*** GIVEN DATA ***

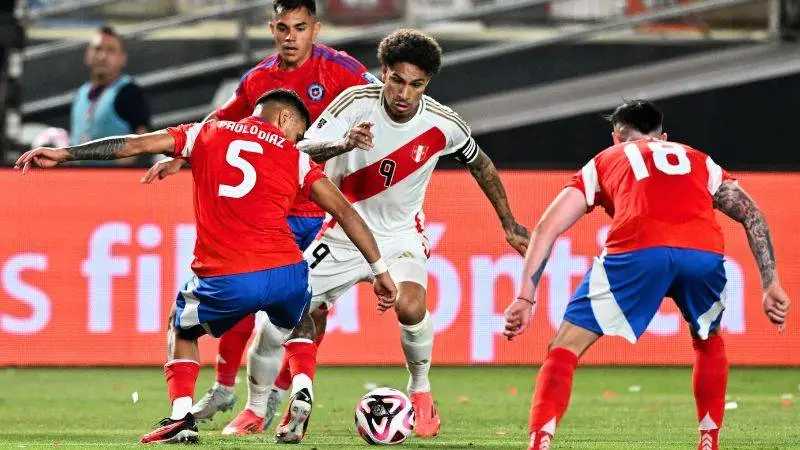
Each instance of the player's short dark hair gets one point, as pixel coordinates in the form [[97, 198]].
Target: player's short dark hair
[[641, 115], [286, 97], [110, 31], [411, 46], [279, 6]]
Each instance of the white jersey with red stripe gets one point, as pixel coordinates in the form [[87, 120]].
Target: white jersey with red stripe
[[387, 183]]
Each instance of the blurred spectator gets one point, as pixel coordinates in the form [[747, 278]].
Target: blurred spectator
[[110, 103]]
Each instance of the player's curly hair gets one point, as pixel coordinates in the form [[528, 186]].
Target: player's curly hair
[[641, 115], [289, 98], [411, 46], [279, 6]]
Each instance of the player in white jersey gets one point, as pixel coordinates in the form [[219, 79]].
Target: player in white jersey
[[381, 144]]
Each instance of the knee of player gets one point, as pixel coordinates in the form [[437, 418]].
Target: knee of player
[[304, 330], [320, 317], [188, 334], [411, 311]]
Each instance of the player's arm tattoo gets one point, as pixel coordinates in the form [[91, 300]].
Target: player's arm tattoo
[[537, 275], [485, 173], [321, 150], [101, 149], [736, 204]]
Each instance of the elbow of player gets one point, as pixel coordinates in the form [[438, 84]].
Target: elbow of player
[[343, 213]]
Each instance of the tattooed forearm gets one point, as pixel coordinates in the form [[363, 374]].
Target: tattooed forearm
[[538, 274], [321, 151], [736, 204], [101, 149], [485, 173]]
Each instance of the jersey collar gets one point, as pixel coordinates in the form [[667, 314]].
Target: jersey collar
[[401, 126]]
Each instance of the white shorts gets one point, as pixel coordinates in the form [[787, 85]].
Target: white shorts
[[335, 268]]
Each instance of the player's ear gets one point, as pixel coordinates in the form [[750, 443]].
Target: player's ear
[[86, 56], [316, 29]]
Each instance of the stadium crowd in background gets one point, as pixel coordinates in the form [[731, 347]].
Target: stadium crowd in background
[[110, 103]]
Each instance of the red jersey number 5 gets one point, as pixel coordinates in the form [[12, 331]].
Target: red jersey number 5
[[233, 158]]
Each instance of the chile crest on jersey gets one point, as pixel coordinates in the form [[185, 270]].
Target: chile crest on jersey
[[316, 91]]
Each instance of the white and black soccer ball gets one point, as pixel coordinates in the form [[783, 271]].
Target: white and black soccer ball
[[384, 416]]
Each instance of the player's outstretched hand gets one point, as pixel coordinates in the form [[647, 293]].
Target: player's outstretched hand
[[385, 290], [776, 305], [162, 169], [518, 317], [44, 157], [518, 237], [360, 136]]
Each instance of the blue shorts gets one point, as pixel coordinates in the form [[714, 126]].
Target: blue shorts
[[621, 293], [217, 303], [305, 229]]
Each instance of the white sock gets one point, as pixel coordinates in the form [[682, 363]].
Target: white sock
[[227, 390], [417, 341], [263, 363], [301, 381], [181, 407]]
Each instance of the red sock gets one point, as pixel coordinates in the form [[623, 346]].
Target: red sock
[[181, 377], [710, 381], [284, 379], [302, 357], [231, 348], [553, 390]]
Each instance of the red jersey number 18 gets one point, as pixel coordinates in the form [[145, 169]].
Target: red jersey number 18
[[660, 152]]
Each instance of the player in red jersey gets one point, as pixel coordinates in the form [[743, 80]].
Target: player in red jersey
[[246, 176], [664, 241], [318, 74]]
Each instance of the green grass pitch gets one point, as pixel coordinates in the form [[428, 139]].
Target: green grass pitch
[[481, 407]]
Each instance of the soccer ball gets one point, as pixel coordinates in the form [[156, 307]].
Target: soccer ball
[[384, 416]]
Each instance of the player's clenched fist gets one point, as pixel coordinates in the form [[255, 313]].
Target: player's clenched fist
[[517, 317], [385, 290], [162, 169], [776, 305], [360, 136], [44, 157]]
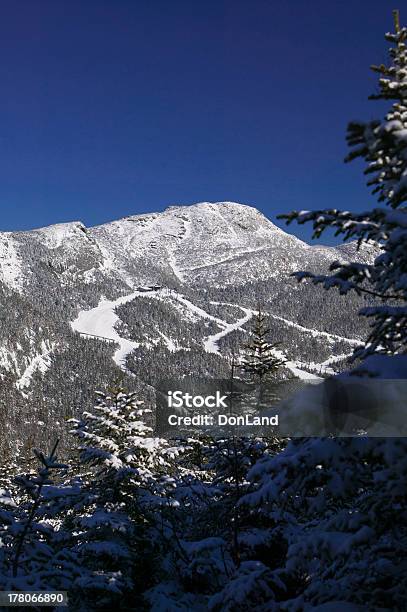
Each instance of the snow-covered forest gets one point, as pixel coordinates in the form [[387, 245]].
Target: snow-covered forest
[[123, 519]]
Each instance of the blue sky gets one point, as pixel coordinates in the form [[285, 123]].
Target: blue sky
[[111, 108]]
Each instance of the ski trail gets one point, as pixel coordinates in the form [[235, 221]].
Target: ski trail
[[211, 343], [291, 365], [101, 321]]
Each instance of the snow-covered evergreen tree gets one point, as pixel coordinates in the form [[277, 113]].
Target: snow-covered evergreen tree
[[35, 549], [123, 465], [260, 359], [383, 146]]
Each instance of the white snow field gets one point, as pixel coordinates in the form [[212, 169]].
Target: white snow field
[[101, 322]]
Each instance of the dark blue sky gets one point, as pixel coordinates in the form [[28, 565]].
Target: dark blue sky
[[117, 107]]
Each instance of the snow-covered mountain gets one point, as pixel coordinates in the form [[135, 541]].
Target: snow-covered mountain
[[211, 265], [221, 243]]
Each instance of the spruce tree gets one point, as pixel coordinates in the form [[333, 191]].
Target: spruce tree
[[383, 146], [122, 465], [260, 360]]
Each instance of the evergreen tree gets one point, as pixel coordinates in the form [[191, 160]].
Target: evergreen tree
[[260, 360], [383, 146], [36, 550], [118, 494]]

*** End of GIVEN DATA ***

- TASK BRIEF -
With the pictures stripped out, return each record word for word.

- EXERCISE SOLUTION -
Each instance of the player's short dark hair gets one point, as pixel coordinates in the form [[97, 198]].
Target: player's short dark hair
[[641, 115], [286, 97], [110, 31], [411, 46], [279, 6]]
Each instance of the white jersey with red stripe gets one point, as pixel coordinates in the form [[87, 120]].
Target: white jersey with red stripe
[[387, 183]]
Each instance of the blurred spectator gets one point, as pixel coordinates in the form [[747, 278]].
Target: blurred spectator
[[110, 103]]
Each instance of the player's curly hair gets one point, as pixel coordinates in the form [[528, 186]].
Target: player's curly hair
[[641, 115], [289, 98], [411, 46], [279, 6]]
Each instance of the player in white jersey gets one point, as pixel coordinates in the form [[219, 79]].
Target: player in white jersey
[[381, 144]]
Each instance of the knee of player gets one point, as pixel coordinates in the form [[437, 418]].
Target: knee of player
[[304, 330], [320, 317], [188, 334], [411, 311]]
Each instance of the player's arm tattoo gets one point, as pixel coordinates in the form [[91, 300]].
Target: player's arm tattoo
[[537, 275], [485, 173], [321, 150], [101, 149], [736, 204]]
Each instance of the elbow of player gets one point, as pixel coordinates in the form [[438, 84]].
Target: elbow of player
[[343, 213]]
Each instance of the tattooed forearm gets one point, as pixel coordinates in the form [[363, 374]].
Target: tattooed forearm
[[538, 274], [321, 151], [736, 204], [101, 149], [485, 173]]
Each instance of the jersey collar gets one point, as pixel coordinates in the form [[667, 314]].
Target: jersey collar
[[401, 126]]
Each instance of the white shorts gets one point, as pixel coordinates in the form [[787, 85]].
Target: white shorts
[[335, 268]]
Each instance of the player's ear gets one point, as pixel coordinates in the form [[750, 443]].
Target: player's ear
[[86, 56], [316, 29]]
Each instance of the stadium crowd in background gets one point, as pixel coordinates in the form [[731, 347]].
Target: stadium crowd in background
[[110, 103]]
Each instance of the red jersey number 5 gets one point, as pixel coordinates in the form [[12, 331]].
Target: red jersey number 5
[[233, 158]]
Each instance of the chile crest on jersey gets one point, as pixel coordinates in the form [[185, 270]].
Target: chile crest on jersey
[[316, 91]]
Each instance of the white and black soccer ball gets one point, as pixel coordinates in the form [[783, 271]].
Target: white and black soccer ball
[[384, 416]]
Each instance of the player's outstretched hand gets one point, as pixel coordinates in the form [[647, 293]].
Target: player's outstretched hand
[[385, 290], [776, 305], [162, 169], [518, 317], [44, 157], [518, 237], [360, 136]]
Each instance of the blue shorts gets one point, as pixel coordinates in the form [[714, 126]].
Target: blue shorts
[[621, 293], [217, 303], [305, 229]]
Each instance of the white sock gets one point, as pixel coordinates in the form [[682, 363]].
Target: white sock
[[227, 390], [417, 341], [263, 363], [301, 381], [181, 407]]
Each instance of the red sock gets one point, as pixel coordinates in the form [[623, 346]].
Target: red sock
[[181, 377], [710, 381], [284, 379], [302, 357], [231, 348], [553, 390]]
Each instance of the red jersey number 18 gets one point, as pixel coordinates in the form [[145, 169]].
Target: red jersey number 18
[[660, 152]]
Each instance of the player in red jersey gets one point, as pixel coordinates in the form [[743, 80]].
Target: player in red jersey
[[246, 176], [664, 241], [318, 74]]
Each instance of the green grass pitch gets one point, as pixel coordinates in the form [[428, 139]].
Target: green grass pitch
[[481, 407]]
Each instance of the soccer ball gets one point, as pixel coordinates in the form [[156, 307]].
Target: soccer ball
[[384, 416]]
Each instance of the player's clenched fist gets one point, as pixel coordinates in the form [[255, 313]].
Target: player's clenched fist
[[517, 317], [385, 290], [162, 169], [776, 305], [360, 136], [44, 157]]
Each instance of the snow-covered forest gets one point, as pixel coordinates in the form [[387, 245]].
Target: snow-covered forest
[[123, 519]]
Each instance of the blue sky gets one point, as pixel coordinates in the form [[285, 123]].
Target: blue sky
[[111, 108]]
Each instance of the ski trail gets one point, as pixel coordinates in the form [[235, 221]].
Target: ski trail
[[211, 343], [291, 365], [101, 321]]
Each instance of the snow-covered evergreen tree gets one point, as pixel coordinates in the form [[277, 113]].
Target: snow-covered evergreen tree
[[35, 549], [123, 465], [260, 359], [383, 146]]
Each instance of the white snow field gets one point, as pixel coordinates in the form [[212, 169]].
Target: white snow field
[[101, 322]]
Each instance of the dark blue sky gets one point, as pixel coordinates in the form [[28, 565]].
Target: dark blue sky
[[117, 107]]
Each instance of the snow-covered mountain gets one point, as pixel coordinates in the form [[135, 541]].
Target: snow-covered mountain
[[211, 265], [221, 243]]
Each instance of the spruce tree gets one point, as pixel coordinates in the form [[333, 191]].
Target: spruce tree
[[383, 146], [122, 465], [260, 360]]
Each instance of the evergreen tree gets one point, as pixel coordinates in the form [[191, 160]].
Target: evergreen tree
[[260, 360], [383, 146], [36, 550], [118, 494]]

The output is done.